> [TASK 1]:
In the excerpt about going to cook in Italy, why does Paolo Frosio feel he should help the narrator?

> [PAGE EXCERPT]:
· · ·

I told Piero that I had been cooking in California for a few years and was learning all about California cuisine, but that I really wanted to cook Italian. I told him about my Sicilian-born grandfather, Mario, about cooking on Sundays with my whole family, and about how I felt the need to cook in Italy. Piero didn't know me, but he trusted Joseph, and I guess he saw something in me. He told me he knew of a restaurant in northern Italy, in Bergamo, where I could work in the kitchen and live in an apartment the restaurant maintained for the cooks, and he would make some calls. A week went by and I hadn't heard anything, so I called Piero to ask him if he had talked to anyone. I think he was a little annoyed, but he wrote a note and told me to give it to the owner of a restaurant called Frosio, outside Bergamo. The note explained simply that I was a cook in LA and I wanted to work in Italy, and to "please help out any way you can," followed by Piero's signature. That note was all I had. No phone number. No place to stay. No guarantee that I would find work. But I knew I had to go to Italy, so I bought a one-way ticket to Bergamo and boarded a plane with the note and fifteen hundred dollars in my pocket.
After an eight-hour plane trip, a two-hour train ride, a night in a hotel, a one-hour bus journey, and a long walk with a lovely elderly woman who felt bad for me, I made it to Frosio Ristorante just in time for lunch. The chef, Paolo Frosio, spoke only a little English, and I knew very few Italian words. At first, Paolo didn't understand why I was there. I was wearing denim overalls and had a backpack flung over one shoulder and a guitar case slung over the other. Paolo looked down at the note, read through it, suddenly understood, and rolled his eyes. "What I am going to do with you?" he asked me. He looked at his brother, Camillo, and started yelling at him like it was his fault. Paolo knew Piero Selvaggio, so he felt he should help me, but he no longer had an apartment and couldn't give me work. Paolo pursed his lips, looked up, and said, "Go to Taverna. Talk to Pierangelo Cornaro."

· · ·

[Records from a data collection]
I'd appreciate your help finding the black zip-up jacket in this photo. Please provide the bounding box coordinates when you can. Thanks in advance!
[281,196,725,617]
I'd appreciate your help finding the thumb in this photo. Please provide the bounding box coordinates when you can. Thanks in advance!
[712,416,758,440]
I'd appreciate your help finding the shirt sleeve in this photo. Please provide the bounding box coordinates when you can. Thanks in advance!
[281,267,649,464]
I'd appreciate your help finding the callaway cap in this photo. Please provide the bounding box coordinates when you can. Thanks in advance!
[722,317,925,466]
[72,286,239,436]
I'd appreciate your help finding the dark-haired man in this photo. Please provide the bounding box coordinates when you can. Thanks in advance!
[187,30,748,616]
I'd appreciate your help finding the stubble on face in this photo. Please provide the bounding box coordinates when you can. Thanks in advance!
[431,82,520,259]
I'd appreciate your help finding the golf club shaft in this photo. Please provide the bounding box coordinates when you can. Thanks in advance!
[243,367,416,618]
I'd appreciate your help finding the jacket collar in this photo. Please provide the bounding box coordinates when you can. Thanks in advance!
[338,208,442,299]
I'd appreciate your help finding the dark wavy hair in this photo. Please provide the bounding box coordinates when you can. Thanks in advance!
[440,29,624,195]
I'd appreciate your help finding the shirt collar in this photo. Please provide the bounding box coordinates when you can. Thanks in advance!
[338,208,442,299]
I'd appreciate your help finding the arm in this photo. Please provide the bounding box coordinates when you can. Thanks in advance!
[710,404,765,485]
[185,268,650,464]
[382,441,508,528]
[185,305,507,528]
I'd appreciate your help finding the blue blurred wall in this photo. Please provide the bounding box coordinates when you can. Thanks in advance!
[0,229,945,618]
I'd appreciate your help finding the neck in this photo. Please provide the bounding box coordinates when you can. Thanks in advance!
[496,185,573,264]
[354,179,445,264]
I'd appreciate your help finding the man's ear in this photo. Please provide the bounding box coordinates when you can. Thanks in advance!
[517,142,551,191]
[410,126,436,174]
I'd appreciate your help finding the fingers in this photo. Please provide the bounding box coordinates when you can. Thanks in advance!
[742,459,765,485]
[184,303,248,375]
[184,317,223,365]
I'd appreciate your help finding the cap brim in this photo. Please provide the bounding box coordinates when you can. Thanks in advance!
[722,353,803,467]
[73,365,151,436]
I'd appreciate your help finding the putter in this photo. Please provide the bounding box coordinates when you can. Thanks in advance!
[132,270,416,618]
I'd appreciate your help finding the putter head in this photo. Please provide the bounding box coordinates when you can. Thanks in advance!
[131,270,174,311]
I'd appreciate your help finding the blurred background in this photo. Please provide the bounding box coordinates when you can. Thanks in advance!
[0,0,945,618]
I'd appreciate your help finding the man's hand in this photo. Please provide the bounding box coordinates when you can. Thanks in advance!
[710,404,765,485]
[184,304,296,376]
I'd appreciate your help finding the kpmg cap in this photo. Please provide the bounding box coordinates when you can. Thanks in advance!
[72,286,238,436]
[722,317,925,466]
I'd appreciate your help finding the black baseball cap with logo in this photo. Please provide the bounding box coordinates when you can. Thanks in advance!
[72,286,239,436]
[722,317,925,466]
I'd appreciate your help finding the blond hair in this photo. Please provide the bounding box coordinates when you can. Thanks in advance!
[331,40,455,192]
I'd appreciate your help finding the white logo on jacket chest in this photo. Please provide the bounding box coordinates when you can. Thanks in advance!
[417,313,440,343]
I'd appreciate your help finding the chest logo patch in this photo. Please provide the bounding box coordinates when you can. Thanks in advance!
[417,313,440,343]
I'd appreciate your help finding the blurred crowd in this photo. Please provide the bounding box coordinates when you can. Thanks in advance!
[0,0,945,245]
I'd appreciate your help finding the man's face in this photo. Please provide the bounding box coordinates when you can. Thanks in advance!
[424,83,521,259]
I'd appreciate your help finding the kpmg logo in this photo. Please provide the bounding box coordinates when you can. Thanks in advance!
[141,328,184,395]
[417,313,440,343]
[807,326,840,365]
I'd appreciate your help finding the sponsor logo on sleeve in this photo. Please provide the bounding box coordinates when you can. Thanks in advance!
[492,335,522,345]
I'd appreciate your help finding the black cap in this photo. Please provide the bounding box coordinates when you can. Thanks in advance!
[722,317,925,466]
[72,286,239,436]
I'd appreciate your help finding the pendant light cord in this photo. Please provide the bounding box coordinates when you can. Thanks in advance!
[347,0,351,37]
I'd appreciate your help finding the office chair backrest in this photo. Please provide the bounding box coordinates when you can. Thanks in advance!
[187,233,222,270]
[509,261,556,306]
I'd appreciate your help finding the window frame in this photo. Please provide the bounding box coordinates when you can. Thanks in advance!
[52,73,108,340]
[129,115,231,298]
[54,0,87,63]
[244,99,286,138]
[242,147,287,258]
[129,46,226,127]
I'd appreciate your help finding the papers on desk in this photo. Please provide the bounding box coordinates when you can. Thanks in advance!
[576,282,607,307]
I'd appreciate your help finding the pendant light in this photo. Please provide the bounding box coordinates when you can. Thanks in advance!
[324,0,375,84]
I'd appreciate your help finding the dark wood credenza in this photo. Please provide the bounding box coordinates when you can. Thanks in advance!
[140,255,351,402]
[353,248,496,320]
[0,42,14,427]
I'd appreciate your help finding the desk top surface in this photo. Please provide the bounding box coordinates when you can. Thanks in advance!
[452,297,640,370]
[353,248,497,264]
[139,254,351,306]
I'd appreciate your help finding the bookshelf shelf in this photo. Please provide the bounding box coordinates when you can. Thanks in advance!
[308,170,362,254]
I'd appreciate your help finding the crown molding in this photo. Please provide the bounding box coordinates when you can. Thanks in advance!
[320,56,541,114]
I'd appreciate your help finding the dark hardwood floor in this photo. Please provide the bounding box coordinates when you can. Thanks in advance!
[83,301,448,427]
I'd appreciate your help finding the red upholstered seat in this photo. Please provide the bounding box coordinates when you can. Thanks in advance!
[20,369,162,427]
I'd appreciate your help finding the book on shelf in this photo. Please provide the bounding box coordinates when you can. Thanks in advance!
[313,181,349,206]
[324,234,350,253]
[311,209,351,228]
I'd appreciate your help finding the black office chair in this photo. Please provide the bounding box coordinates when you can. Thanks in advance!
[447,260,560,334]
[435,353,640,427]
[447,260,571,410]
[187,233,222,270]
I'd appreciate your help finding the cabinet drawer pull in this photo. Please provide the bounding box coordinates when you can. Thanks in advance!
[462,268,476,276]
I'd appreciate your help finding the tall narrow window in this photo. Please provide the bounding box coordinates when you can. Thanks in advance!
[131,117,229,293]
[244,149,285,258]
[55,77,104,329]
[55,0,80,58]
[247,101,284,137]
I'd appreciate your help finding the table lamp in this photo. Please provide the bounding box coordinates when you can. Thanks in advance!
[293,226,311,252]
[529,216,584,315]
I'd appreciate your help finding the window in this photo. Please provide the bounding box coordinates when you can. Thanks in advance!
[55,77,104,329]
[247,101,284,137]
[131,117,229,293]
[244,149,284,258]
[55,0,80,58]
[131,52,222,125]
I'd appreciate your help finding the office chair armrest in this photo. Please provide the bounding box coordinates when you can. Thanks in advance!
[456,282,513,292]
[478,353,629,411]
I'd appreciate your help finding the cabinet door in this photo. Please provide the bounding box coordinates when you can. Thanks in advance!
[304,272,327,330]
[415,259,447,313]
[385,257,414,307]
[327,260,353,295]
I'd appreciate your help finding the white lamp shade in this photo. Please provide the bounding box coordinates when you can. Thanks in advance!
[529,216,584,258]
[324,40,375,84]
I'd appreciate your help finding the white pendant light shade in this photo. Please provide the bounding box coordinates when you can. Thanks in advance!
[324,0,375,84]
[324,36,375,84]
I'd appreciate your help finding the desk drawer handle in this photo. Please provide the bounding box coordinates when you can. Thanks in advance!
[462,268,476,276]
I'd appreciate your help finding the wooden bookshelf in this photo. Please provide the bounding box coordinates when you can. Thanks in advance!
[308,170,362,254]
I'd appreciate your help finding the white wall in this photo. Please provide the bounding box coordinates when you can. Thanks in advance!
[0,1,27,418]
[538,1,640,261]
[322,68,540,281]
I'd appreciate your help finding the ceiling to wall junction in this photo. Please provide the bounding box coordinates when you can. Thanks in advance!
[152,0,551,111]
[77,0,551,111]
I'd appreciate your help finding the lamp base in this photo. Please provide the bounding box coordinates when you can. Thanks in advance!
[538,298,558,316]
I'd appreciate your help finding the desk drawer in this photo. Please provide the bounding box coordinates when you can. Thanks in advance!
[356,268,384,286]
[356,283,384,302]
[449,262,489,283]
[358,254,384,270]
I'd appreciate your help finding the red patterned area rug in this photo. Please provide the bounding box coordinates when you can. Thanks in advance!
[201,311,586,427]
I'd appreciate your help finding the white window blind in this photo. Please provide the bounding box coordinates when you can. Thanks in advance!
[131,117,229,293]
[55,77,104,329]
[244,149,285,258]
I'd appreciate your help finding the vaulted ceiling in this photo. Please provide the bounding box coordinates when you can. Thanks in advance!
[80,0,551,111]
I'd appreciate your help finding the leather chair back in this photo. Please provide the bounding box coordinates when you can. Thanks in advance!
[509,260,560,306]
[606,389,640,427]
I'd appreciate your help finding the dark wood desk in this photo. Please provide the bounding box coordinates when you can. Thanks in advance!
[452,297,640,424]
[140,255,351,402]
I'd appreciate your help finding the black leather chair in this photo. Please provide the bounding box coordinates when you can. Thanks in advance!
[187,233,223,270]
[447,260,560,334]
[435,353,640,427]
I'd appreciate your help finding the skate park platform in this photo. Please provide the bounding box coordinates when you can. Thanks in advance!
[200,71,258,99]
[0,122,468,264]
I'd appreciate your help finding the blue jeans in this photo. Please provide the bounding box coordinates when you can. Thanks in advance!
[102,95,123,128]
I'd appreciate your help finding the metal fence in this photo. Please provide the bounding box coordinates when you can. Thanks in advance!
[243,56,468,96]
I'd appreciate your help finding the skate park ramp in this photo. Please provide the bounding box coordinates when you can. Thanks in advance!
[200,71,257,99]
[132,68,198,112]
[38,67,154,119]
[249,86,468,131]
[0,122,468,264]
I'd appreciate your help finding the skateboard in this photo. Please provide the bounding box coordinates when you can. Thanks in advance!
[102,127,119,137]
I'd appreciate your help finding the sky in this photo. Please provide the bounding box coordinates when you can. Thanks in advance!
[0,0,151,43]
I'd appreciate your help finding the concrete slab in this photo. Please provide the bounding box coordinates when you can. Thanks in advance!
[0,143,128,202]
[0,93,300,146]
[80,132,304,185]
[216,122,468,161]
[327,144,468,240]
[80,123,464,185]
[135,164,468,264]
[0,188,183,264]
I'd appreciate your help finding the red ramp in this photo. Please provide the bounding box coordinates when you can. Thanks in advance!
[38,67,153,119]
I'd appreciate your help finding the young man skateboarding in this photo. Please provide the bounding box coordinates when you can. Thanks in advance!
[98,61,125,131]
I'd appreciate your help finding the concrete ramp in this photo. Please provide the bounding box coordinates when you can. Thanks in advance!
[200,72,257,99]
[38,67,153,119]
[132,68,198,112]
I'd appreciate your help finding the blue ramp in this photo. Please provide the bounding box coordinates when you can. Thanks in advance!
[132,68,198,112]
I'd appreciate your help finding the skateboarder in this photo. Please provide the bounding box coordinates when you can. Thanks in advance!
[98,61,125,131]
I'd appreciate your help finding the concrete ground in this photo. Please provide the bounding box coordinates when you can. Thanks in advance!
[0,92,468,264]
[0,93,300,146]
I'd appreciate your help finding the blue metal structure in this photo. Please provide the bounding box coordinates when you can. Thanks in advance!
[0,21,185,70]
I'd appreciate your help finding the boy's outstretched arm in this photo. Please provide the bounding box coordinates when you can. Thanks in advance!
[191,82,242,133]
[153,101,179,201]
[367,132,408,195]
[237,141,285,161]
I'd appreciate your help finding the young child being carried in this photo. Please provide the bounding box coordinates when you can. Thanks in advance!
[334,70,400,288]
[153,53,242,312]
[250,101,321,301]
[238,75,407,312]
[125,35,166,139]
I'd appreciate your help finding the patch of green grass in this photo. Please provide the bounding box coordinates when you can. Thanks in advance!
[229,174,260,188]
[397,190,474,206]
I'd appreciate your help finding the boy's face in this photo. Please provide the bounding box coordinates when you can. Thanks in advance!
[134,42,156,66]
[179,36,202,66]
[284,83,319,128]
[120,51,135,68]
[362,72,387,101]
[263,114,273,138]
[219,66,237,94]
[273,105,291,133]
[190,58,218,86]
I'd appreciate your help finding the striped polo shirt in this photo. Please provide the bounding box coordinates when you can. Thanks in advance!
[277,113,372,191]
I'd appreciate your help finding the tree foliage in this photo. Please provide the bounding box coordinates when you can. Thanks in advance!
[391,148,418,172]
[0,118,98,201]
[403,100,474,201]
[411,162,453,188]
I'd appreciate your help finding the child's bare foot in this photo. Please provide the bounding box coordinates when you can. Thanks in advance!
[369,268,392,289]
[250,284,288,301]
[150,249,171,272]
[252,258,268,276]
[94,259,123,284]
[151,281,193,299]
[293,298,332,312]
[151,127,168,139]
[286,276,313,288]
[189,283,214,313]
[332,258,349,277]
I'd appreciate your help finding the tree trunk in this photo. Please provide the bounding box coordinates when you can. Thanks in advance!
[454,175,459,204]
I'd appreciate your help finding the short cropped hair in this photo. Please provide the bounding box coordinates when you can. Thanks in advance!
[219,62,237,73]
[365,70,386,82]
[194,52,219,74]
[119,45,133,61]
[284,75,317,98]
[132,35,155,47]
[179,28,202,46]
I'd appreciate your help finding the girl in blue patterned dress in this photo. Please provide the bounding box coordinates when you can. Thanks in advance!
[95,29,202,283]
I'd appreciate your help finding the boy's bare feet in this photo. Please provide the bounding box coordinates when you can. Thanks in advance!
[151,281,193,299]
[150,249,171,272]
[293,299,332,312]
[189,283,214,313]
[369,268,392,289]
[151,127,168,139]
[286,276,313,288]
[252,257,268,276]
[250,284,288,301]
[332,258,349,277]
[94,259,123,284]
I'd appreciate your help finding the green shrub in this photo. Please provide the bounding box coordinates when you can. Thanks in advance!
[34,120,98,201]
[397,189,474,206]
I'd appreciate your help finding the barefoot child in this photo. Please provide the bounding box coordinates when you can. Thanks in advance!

· · ·

> [TASK 2]:
From the records, copy every line starting with the line containing "I'd appreciate your help finding the boy's face" and going on through the line containing "[95,29,202,283]", with both of those lines included and each line unchanged.

> [SOLUTION 1]:
Paolo feels he should help because he knows Piero Selvaggio, who wrote the note the narrator hands him.

> [SOLUTION 2]:
I'd appreciate your help finding the boy's face in this photo. Please provide the bounding box coordinates when you can. Thanks in advance!
[134,42,156,66]
[179,36,202,66]
[284,83,319,128]
[120,51,135,68]
[362,72,387,101]
[263,114,273,138]
[219,66,237,94]
[273,105,291,133]
[190,58,218,86]
I'd appreciate your help finding the striped polo shirt in this photo. Please provide the bounding box coordinates when you can. Thanks in advance!
[277,113,372,191]
I'd appreciate your help finding the tree foliage in this photo. Please provide the bounding box coordinates when you can. Thanks in advance!
[391,148,418,172]
[0,118,98,201]
[403,100,474,201]
[411,162,453,188]
I'd appreciate your help finding the child's bare foot in this photo. Please provide the bounding box coordinates when you can. Thanks in advance!
[369,268,392,289]
[250,284,288,301]
[150,249,171,272]
[252,258,268,276]
[94,259,123,284]
[151,281,193,299]
[293,298,332,312]
[151,127,168,139]
[286,276,313,288]
[189,283,214,313]
[332,258,349,277]
I'd appreciate your help finding the tree trunk in this photo. Please provide the bounding box coordinates when you can. Thanks in advance!
[454,175,459,204]
I'd appreciate your help finding the short cropped hair in this photo. Please provide the bounding box coordinates when you can. Thanks in advance!
[219,62,237,73]
[365,70,386,82]
[194,52,219,74]
[119,45,133,61]
[284,75,317,98]
[132,35,155,47]
[179,28,202,46]
I'd appreciate your help finding the girl in blue patterned dress in this photo. Please provide the bounding box coordinates when you can. Thanks in advance!
[95,29,202,283]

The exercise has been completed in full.